The Nieuwe Merwede (/nl/; "New Merwede") is a Dutch canal, mainly fed by the river Rhine, that was constructed in 1870 to form a branch in the Rhine–Meuse delta. It was dug along the general trajectories of a number of minor Biesbosch creeks to reduce the risk of flooding by diverting the water away from the Beneden Merwede, and to facilitate navigation and regulate river traffic in the increasingly silted-up delta.

It is one of several rivers called Merwede. The most upstream is the river Boven Merwede ("Upper Merwede"), itself the continuation of the Rhine-Waal river and, until 1904, the Meuse (now the closed-off Afgedamde Maas) as well. The Boven Merwede branches near the town of Hardinxveld-Giessendam into River Beneden Merwede ("Lower Merwede") to the northwest and the Nieuwe Merwede to the southwest. The Nieuwe Merwede joins River Bergse Maas near Lage Zwaluwe to form the Hollands Diep estuary, and separates the Island of Dordrecht from the Biesbosch National Park.

There are no bridges or tunnels crossing the Nieuwe Merwede, but there is a car ferry from the Island of Dordrecht on the west at "Kop van 't Land" to Brabantse Oever, Werkendam (Biesbosch).

Exercises to complete –
1) According to the passage on the Nieuwe Merwede, in what year was the canal constructed?
2) Translate this sentence from the passage on the Nieuwe Merwede into Spanish: "It is one of several rivers called Merwede."
3) Using the passage on the Nieuwe Merwede, explain why the canal was dug.

Stored data –
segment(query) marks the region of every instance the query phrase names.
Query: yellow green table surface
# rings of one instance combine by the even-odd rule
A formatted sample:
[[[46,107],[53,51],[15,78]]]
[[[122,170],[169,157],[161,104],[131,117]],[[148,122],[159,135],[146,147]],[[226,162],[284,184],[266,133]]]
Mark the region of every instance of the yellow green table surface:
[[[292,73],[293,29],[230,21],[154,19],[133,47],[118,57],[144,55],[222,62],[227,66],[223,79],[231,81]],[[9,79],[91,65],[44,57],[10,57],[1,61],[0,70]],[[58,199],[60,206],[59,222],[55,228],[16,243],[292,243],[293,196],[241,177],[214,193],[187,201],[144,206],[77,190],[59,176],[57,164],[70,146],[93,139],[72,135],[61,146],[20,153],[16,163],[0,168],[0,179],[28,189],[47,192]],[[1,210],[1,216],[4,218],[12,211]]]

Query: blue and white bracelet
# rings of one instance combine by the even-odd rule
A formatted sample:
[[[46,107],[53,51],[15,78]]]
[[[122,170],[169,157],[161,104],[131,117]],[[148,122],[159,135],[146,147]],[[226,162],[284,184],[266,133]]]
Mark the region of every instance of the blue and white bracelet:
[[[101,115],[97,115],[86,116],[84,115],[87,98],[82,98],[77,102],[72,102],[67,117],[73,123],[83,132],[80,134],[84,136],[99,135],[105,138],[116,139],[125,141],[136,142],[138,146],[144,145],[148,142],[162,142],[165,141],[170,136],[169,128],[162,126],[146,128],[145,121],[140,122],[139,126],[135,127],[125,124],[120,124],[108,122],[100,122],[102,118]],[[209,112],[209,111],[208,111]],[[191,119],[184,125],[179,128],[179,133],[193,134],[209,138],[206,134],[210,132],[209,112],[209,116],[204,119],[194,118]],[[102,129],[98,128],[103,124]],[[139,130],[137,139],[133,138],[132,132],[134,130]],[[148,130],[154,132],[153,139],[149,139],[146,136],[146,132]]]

Numbered answers –
1) 1870

2) Es uno de varios ríos llamados Merwede.

3) The canal was dug to reduce the risk of flooding by diverting water away from the Beneden Merwede. It was also meant to make navigation easier and to regulate river traffic in the delta, which was becoming increasingly silted up.